PROBLEM:
Rewrite all of the items below, replacing every "I dare you" with "Good luck" and changing nothing else. Leave the pictures out of your answer.

Entries from a dataset:
------------

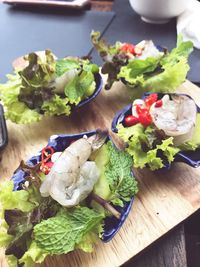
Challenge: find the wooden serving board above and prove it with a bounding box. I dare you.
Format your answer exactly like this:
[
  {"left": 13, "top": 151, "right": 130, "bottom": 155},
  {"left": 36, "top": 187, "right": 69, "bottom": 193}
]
[{"left": 0, "top": 81, "right": 200, "bottom": 267}]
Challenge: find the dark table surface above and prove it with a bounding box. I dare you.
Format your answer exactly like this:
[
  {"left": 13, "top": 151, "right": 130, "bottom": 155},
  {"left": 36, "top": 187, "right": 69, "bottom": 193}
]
[
  {"left": 92, "top": 0, "right": 200, "bottom": 83},
  {"left": 0, "top": 3, "right": 114, "bottom": 81}
]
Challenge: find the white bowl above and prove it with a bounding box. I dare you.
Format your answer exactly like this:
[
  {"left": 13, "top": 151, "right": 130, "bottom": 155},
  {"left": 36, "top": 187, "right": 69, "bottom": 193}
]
[{"left": 129, "top": 0, "right": 193, "bottom": 24}]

------------

CORRECT ANSWER:
Challenge: find the wooden serving board above and prove it with a bounding box. Good luck.
Format your answer exactly like this:
[
  {"left": 13, "top": 151, "right": 130, "bottom": 155},
  {"left": 36, "top": 187, "right": 69, "bottom": 193}
]
[{"left": 0, "top": 81, "right": 200, "bottom": 267}]
Challenge: find the dark table surface above and prove it with a bounding box. Good luck.
Format your answer exactly like this:
[
  {"left": 13, "top": 151, "right": 130, "bottom": 155},
  {"left": 36, "top": 187, "right": 69, "bottom": 193}
]
[
  {"left": 92, "top": 0, "right": 200, "bottom": 83},
  {"left": 0, "top": 3, "right": 114, "bottom": 81}
]
Challenge: find the white bowl above and prove it with a bounding box. Good luck.
Format your answer exactly like this:
[
  {"left": 13, "top": 151, "right": 130, "bottom": 155},
  {"left": 36, "top": 187, "right": 69, "bottom": 193}
]
[{"left": 129, "top": 0, "right": 193, "bottom": 24}]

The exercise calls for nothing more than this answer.